Records to use -
====================
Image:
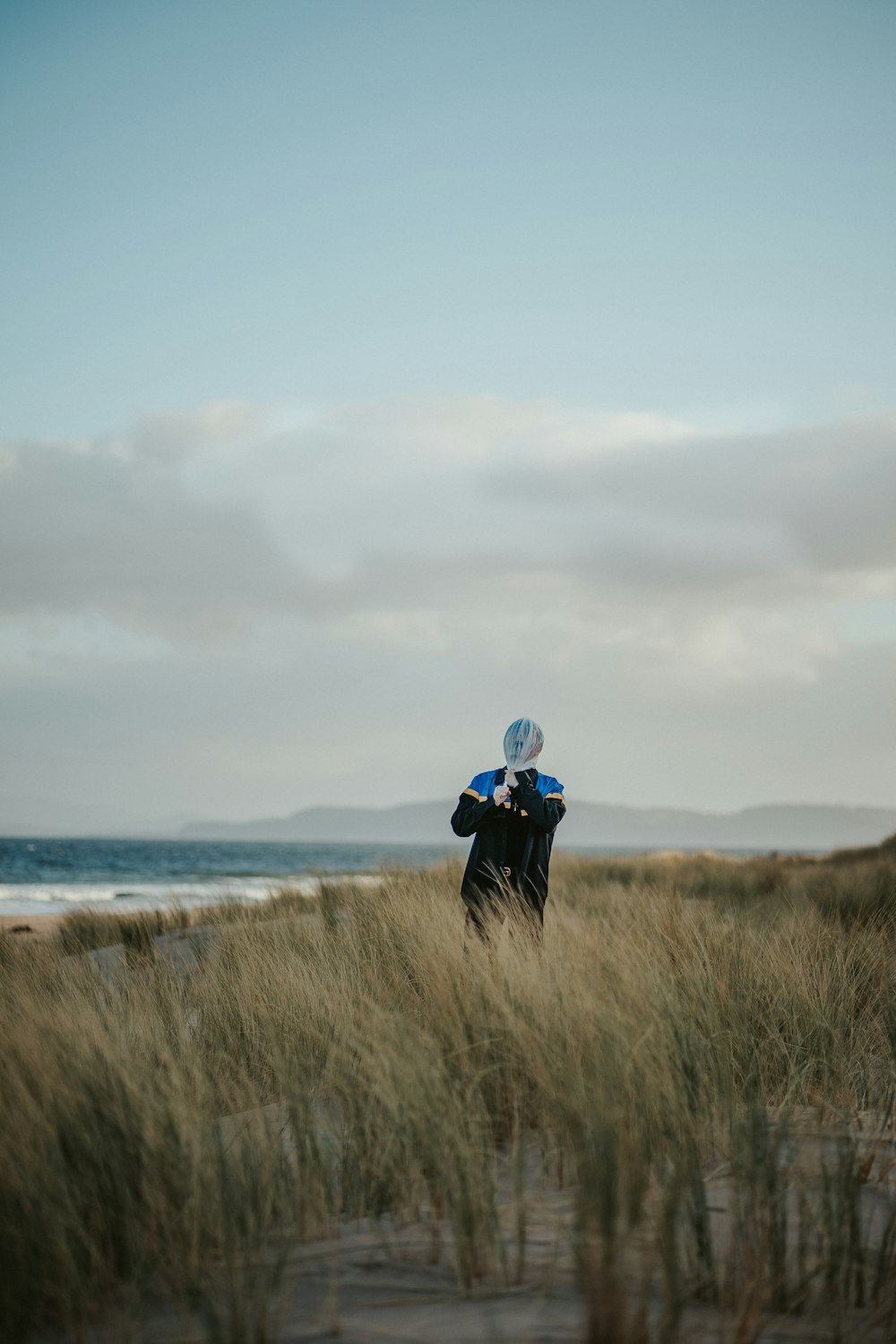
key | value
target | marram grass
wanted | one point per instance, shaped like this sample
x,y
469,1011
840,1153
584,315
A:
x,y
662,1051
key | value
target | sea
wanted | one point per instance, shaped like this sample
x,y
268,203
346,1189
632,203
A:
x,y
51,875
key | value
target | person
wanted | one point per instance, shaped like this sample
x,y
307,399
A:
x,y
512,814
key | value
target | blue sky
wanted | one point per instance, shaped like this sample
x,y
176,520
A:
x,y
359,354
684,207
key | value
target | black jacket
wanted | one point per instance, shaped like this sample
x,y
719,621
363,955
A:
x,y
536,806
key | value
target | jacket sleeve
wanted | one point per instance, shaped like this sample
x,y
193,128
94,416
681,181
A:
x,y
473,814
544,814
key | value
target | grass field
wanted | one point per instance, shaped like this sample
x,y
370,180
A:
x,y
702,1058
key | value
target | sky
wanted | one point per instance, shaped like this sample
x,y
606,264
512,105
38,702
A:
x,y
373,374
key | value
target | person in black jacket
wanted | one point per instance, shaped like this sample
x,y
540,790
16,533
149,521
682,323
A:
x,y
512,814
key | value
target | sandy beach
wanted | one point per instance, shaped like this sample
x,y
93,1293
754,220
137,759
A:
x,y
30,926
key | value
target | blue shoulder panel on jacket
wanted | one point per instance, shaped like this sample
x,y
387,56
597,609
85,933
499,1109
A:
x,y
485,784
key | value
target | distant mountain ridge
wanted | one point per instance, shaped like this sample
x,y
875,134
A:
x,y
586,824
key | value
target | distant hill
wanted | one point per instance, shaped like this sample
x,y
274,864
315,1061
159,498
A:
x,y
587,824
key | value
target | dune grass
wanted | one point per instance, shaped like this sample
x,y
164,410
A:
x,y
177,1132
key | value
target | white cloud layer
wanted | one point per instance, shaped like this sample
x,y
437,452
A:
x,y
447,564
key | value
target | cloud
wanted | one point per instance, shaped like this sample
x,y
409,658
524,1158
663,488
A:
x,y
343,604
108,529
484,523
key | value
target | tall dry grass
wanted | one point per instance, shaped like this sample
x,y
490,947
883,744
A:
x,y
177,1131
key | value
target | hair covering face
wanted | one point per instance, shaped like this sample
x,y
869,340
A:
x,y
522,744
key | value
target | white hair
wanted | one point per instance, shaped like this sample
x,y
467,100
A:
x,y
522,742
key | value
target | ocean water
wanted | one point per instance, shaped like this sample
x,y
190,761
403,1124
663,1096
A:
x,y
51,875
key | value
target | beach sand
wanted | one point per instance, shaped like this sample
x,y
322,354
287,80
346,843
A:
x,y
30,926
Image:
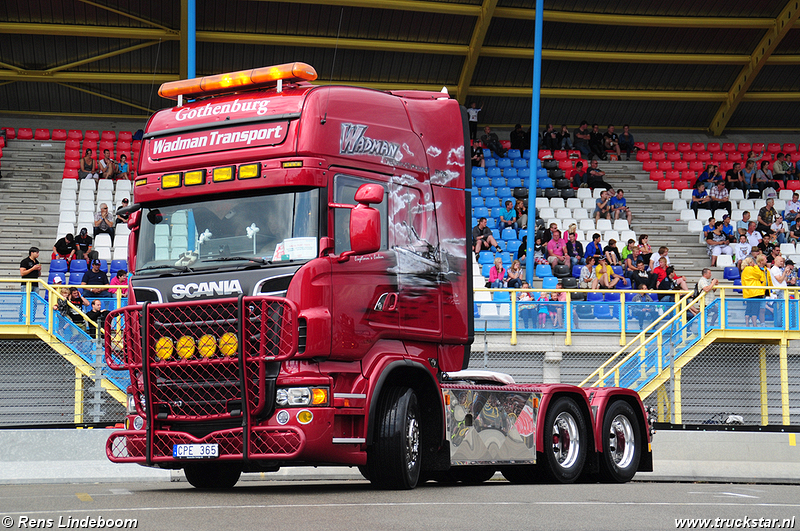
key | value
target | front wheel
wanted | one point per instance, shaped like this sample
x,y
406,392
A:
x,y
394,461
621,451
565,441
212,475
====================
Drop the images and repeat the data exactly.

Output for this exercise -
Image:
key | value
target | marram grass
wanted | one point per instance, shaped like this sample
x,y
469,1011
840,1153
584,315
A:
x,y
662,1051
key | value
target | sea
wanted | one point per instance, shaped like this sample
x,y
268,203
346,1189
632,203
A:
x,y
51,875
key | value
target | person
wanted | one point per instance, shaped like this sample
x,y
307,399
A:
x,y
512,814
key | value
target | blue sky
wanted | one point per instance, shaped like this sample
x,y
176,520
A:
x,y
359,354
684,207
key | value
target | black jacket
wanted | one point per instance, shaped like this sample
x,y
719,621
363,955
A:
x,y
536,806
key | value
target | jacket sleeve
wanted | one point per instance, shaped like this sample
x,y
193,128
94,416
681,181
A:
x,y
473,814
544,814
key | value
target | grass field
wanted | one point per instance, shaped like this sample
x,y
370,180
A:
x,y
702,1058
key | value
target | sky
wanted | one point per instance, shaped like this sample
x,y
606,264
512,105
38,702
A:
x,y
373,374
key | value
target | person in black jacket
wanted | one point per instance, shaped like this sample
x,y
540,790
16,533
149,521
682,323
A:
x,y
512,814
key | value
target | sandy beach
wanted | one point per instance, shaped like this sample
x,y
93,1293
754,220
137,759
A:
x,y
30,926
key | value
target | blue shoulder panel on jacket
wanted | one point per instance, shaped like this sample
x,y
387,56
597,609
85,933
499,1109
A:
x,y
485,784
key | value
target | distant mountain ridge
wanted | one point per instance, shaped like this sample
x,y
875,134
A:
x,y
586,824
key | value
target | distant hill
wanted | one point per instance, shaped like this sample
x,y
274,864
315,1061
159,498
A:
x,y
587,824
key | value
target | dune grass
wanted | one point per instance, shaped like this sample
x,y
164,410
A:
x,y
177,1132
key | value
target | white cloud layer
wanted | one point per instance, shaped like this sample
x,y
437,452
A:
x,y
447,564
key | value
target | cloud
wanted | one point per instance, shaped like this sample
x,y
409,658
524,1158
663,488
A:
x,y
343,604
108,529
484,523
key | value
target | tall dry grass
wanted | one point per instance, shaped like this sample
x,y
490,947
883,744
A:
x,y
177,1131
key | value
target | hair covering face
wanted | one point per instance, shaped like this sample
x,y
869,340
A:
x,y
522,744
key | value
target | white hair
wanted | one point per instance, shaped like this sample
x,y
467,100
A:
x,y
522,742
key | value
target | ocean water
wanted | one point per instance, shaped like this sample
x,y
190,761
403,1124
663,1096
A:
x,y
51,875
key | value
target | beach sand
wanted | one point per instance, shaped like this sample
x,y
322,354
287,80
346,843
A:
x,y
30,926
Image:
key | value
target | front wheel
wanted | one point per instance, shaped like this sample
x,y
406,392
A:
x,y
394,461
621,451
565,441
212,475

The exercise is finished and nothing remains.